* [Directions for this task]: Update the data below by changing every "marker" to "pin", leaving all other text as it is.

* [Material for the task]:
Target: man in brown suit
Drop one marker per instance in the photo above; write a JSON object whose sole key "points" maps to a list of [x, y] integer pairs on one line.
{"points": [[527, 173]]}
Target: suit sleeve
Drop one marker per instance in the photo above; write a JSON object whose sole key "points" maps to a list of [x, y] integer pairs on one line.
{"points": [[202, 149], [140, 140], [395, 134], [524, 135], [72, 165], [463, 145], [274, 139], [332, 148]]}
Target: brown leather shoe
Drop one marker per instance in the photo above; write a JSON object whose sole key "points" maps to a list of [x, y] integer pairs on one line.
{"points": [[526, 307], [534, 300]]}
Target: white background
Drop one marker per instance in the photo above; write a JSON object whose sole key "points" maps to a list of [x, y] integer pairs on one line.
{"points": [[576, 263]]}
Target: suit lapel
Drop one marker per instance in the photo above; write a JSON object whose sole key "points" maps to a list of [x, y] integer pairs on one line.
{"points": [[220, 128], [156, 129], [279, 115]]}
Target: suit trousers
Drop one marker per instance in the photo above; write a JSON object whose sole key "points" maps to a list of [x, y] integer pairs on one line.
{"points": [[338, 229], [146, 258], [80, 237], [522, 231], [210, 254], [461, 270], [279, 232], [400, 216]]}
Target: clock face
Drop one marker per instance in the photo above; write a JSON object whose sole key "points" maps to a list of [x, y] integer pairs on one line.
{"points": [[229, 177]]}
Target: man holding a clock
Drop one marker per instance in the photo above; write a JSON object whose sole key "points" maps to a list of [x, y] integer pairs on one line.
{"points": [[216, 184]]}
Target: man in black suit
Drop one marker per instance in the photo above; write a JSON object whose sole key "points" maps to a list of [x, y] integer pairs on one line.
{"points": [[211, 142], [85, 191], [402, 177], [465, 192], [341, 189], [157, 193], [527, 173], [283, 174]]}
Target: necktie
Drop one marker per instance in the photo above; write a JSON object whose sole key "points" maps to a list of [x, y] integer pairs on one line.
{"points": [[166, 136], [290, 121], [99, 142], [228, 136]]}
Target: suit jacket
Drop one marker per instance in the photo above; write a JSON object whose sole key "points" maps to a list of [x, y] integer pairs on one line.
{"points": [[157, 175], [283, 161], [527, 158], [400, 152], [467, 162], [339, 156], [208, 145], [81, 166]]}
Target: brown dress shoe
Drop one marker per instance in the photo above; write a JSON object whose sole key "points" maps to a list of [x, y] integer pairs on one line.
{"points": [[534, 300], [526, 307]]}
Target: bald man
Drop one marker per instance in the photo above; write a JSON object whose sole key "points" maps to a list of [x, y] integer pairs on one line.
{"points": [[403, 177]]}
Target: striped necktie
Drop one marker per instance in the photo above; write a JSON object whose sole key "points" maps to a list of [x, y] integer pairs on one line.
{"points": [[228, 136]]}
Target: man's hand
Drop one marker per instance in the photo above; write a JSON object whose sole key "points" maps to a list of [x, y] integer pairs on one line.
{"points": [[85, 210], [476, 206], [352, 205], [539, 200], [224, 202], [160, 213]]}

* [Response to this task]:
Target: man in brown suit
Drop one pin per instance in the photo above; write a JSON object whose sole key "points" maps to a list of [x, y] integer pairs on one line.
{"points": [[527, 173]]}
Target: suit sleeve
Drop one pin per instance in the photo above; write a JSON object whose sole key "points" maps to a list of [x, y] integer pairs on one line.
{"points": [[202, 149], [140, 140], [395, 134], [524, 135], [72, 165], [463, 145], [274, 139], [332, 148]]}
Target: brown leather shoe
Drop one pin per instance in the photo above; write a JSON object whose sole key "points" maps to a list of [x, y] integer pairs on one line.
{"points": [[526, 307], [534, 300]]}
Target: white background
Drop one pin per instance in the photo above; write a JSON object whose sole key "points" maps to a list of [x, y] integer pairs on one line.
{"points": [[576, 263]]}
Target: suit lapel
Drop one pin per instance in the photo above; write a JSON object whose sole key "points" maps to a list of [x, y] integer pairs on one line.
{"points": [[220, 128], [156, 129], [279, 115]]}
Target: suit trousers
Drop one pin per instance in the photo above; write a JSON object whose sole key "points" maps to a list of [x, y] integer pairs on one line.
{"points": [[338, 229], [146, 258], [80, 237], [522, 231], [210, 254], [461, 270], [279, 232], [400, 216]]}
Target: clock face
Drop one pin per instance in the photo above; write a JSON object whose sole key "points" maps to a list of [x, y] integer pairs on one line.
{"points": [[229, 177]]}
Target: man holding a clock
Drop one pin per instance in the photo above; write a JSON object whose sole key "points" maps to a list of [x, y] integer pairs on one line.
{"points": [[216, 184]]}
Target: man in black suit
Drop one pin per instance in the photo above; write a JSON object whose sole key "points" maps to a list of [x, y] integer pairs on one line.
{"points": [[211, 142], [85, 191], [402, 177], [465, 192], [341, 189], [157, 193], [527, 173], [283, 174]]}
Target: necktie
Drop one pin per instance in the photo above; write a JSON object whose sole key "points" maps to a list of [x, y] integer pairs on one line.
{"points": [[166, 136], [290, 121], [99, 142], [228, 136]]}
Target: suit jacket
Drop one pin per instance in the photo above; write a JSON object whose sole key "points" maps to a list of [x, y] integer pairs on one line.
{"points": [[157, 175], [283, 161], [527, 158], [400, 152], [467, 162], [339, 156], [208, 145], [81, 166]]}
Target: brown dress shoe
Drop one pin per instance in the photo above; write a JSON object whose sole key "points" maps to a list of [x, y] integer pairs on one line.
{"points": [[534, 300], [526, 307]]}
Target: bald man
Drop one pin per instance in the photo above; write a JSON object whose sole key "points" maps to a list of [x, y] integer pairs on one line.
{"points": [[403, 177]]}
Target: striped necktie
Drop one pin per instance in the photo above; write a JSON object whose sole key "points" maps to a list of [x, y] integer pairs on one line.
{"points": [[228, 136]]}
Target: man's hand
Drop one pin per instance in the photo above; write a JSON object whose sole key "points" maps to a list of [x, y] integer pairs on one line.
{"points": [[85, 210], [476, 206], [352, 205], [539, 200], [224, 202], [160, 213]]}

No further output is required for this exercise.